Available data:
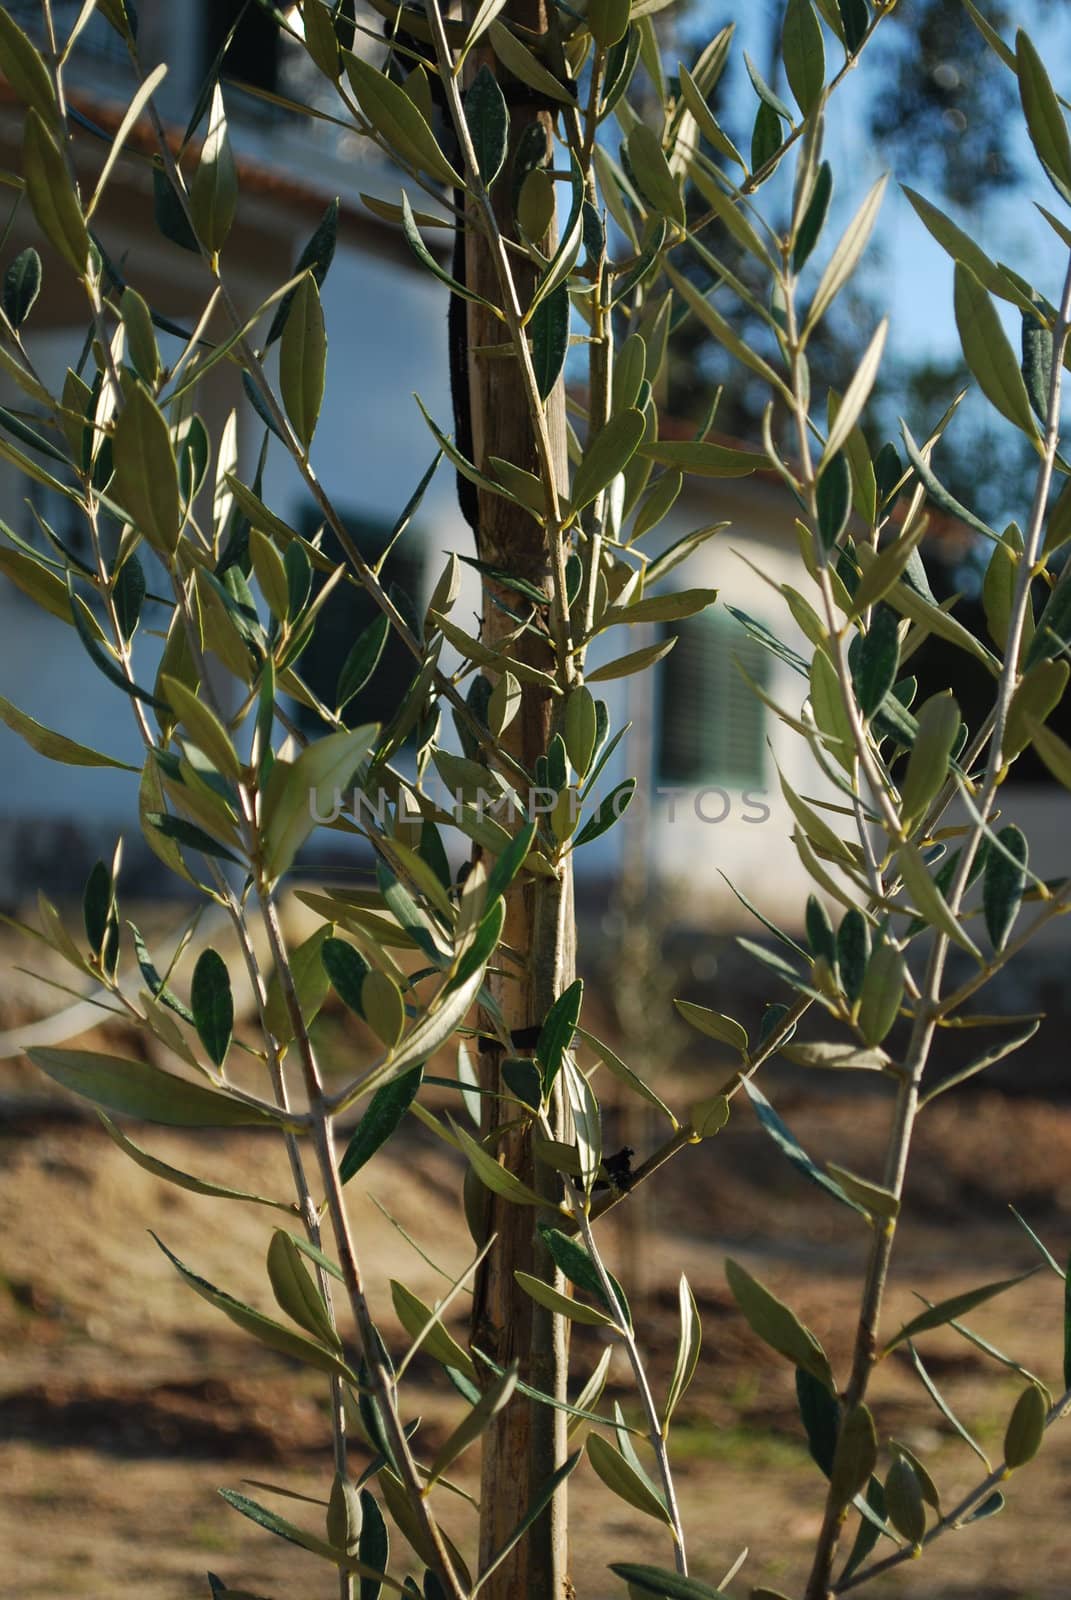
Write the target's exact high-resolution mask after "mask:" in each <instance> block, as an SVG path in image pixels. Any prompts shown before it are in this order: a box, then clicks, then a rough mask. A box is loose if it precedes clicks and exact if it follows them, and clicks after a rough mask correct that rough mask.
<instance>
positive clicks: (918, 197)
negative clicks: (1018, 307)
mask: <svg viewBox="0 0 1071 1600" xmlns="http://www.w3.org/2000/svg"><path fill="white" fill-rule="evenodd" d="M901 189H903V192H905V195H906V197H908V200H909V202H911V205H913V208H914V211H916V214H917V218H919V221H921V222H922V226H924V227H925V229H927V232H929V234H930V235H932V237H933V238H935V240H937V243H938V245H940V246H941V250H943V251H945V253H946V254H949V256H951V258H953V261H959V262H962V266H965V267H969V269H970V270H972V272H973V275H975V277H977V278H978V282H980V283H983V285H985V288H988V290H989V293H991V294H999V296H1001V298H1002V299H1012V301H1015V304H1020V296H1018V293H1017V291H1015V285H1013V283H1012V282H1010V278H1009V277H1007V275H1005V274H1004V272H1002V269H1001V267H997V266H996V264H994V262H993V261H991V259H989V256H986V253H985V250H983V248H981V246H980V245H977V243H975V240H973V238H972V237H970V234H964V230H962V227H957V224H956V222H953V219H951V218H949V216H945V213H943V211H938V208H937V206H935V205H932V202H930V200H927V198H924V195H921V194H917V192H916V190H914V189H909V187H908V186H906V184H901ZM1020 309H1021V310H1026V306H1020Z"/></svg>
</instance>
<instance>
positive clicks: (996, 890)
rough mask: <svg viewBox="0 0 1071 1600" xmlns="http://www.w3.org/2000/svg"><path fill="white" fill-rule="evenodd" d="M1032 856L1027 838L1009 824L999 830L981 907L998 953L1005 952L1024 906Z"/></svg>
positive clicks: (986, 926) (993, 946) (984, 891)
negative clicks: (1020, 911) (1022, 909)
mask: <svg viewBox="0 0 1071 1600" xmlns="http://www.w3.org/2000/svg"><path fill="white" fill-rule="evenodd" d="M997 846H999V848H997ZM1028 853H1029V846H1028V842H1026V835H1025V834H1023V832H1021V829H1018V827H1015V824H1013V822H1009V824H1007V827H1002V829H1001V830H999V834H997V835H996V840H994V842H993V843H991V846H989V851H988V854H986V875H985V882H983V890H981V906H983V912H985V918H986V933H988V934H989V938H991V939H993V949H994V950H1002V949H1004V946H1005V942H1007V936H1009V933H1010V931H1012V925H1013V923H1015V918H1017V917H1018V910H1020V906H1021V904H1023V891H1025V888H1026V861H1028Z"/></svg>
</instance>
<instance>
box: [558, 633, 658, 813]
mask: <svg viewBox="0 0 1071 1600" xmlns="http://www.w3.org/2000/svg"><path fill="white" fill-rule="evenodd" d="M676 643H677V635H676V634H672V635H671V637H669V638H663V640H660V643H658V645H645V646H644V648H642V650H632V651H629V654H628V656H618V658H616V661H607V662H605V666H602V667H596V669H594V672H588V674H586V682H588V683H610V682H612V678H628V677H631V675H632V674H634V672H645V670H647V667H653V666H655V662H656V661H661V658H663V656H668V654H669V651H671V650H672V646H674V645H676ZM620 787H621V789H623V787H624V784H621V786H620ZM615 792H620V790H615ZM608 826H610V824H607V827H608ZM600 832H604V830H602V829H600ZM576 843H580V838H578V840H576Z"/></svg>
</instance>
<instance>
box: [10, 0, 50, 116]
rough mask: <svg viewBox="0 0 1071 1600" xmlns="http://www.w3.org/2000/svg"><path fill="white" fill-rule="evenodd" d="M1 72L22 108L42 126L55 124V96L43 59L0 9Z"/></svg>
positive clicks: (18, 24)
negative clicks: (13, 91)
mask: <svg viewBox="0 0 1071 1600" xmlns="http://www.w3.org/2000/svg"><path fill="white" fill-rule="evenodd" d="M0 70H2V72H3V75H5V78H6V80H8V83H10V85H11V88H13V90H14V93H16V96H18V98H19V99H21V101H22V104H24V106H29V107H32V110H35V112H37V114H38V115H40V117H43V118H45V122H54V120H56V96H54V93H53V85H51V78H50V77H48V67H46V66H45V62H43V59H42V56H40V54H38V51H37V50H35V48H34V45H32V43H30V40H29V37H27V35H26V34H24V32H22V29H21V27H19V24H18V22H16V21H14V19H13V18H11V14H10V13H8V11H6V8H0Z"/></svg>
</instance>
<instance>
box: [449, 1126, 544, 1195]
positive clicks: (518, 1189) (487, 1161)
mask: <svg viewBox="0 0 1071 1600" xmlns="http://www.w3.org/2000/svg"><path fill="white" fill-rule="evenodd" d="M448 1122H450V1130H451V1133H453V1136H455V1139H456V1141H458V1144H459V1146H461V1149H463V1152H464V1154H466V1155H467V1158H469V1165H471V1166H472V1170H474V1171H475V1176H477V1178H479V1179H480V1182H482V1184H483V1187H485V1189H490V1190H491V1192H493V1194H498V1195H503V1198H506V1200H511V1202H512V1203H514V1205H535V1206H546V1198H544V1197H543V1195H538V1194H536V1192H535V1189H528V1186H527V1184H522V1182H520V1179H519V1178H515V1176H514V1174H512V1173H511V1171H509V1168H506V1166H501V1165H499V1163H498V1162H496V1160H495V1157H493V1155H491V1154H490V1152H488V1150H485V1149H483V1146H482V1144H477V1141H475V1139H474V1138H472V1134H469V1133H466V1131H464V1128H459V1126H458V1125H456V1122H455V1120H453V1117H450V1118H448Z"/></svg>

Task to complete:
Look above for the line with "856L1027 838L1009 824L999" and the line with "positive clicks: (986, 926)"; transcribe both and all lines in between, exactly, and nothing else.

Solution for this task:
rough mask: <svg viewBox="0 0 1071 1600" xmlns="http://www.w3.org/2000/svg"><path fill="white" fill-rule="evenodd" d="M1032 856L1027 838L1009 824L999 830L981 907L998 953L1005 952L1024 906Z"/></svg>
positive clicks: (986, 926) (993, 946) (984, 891)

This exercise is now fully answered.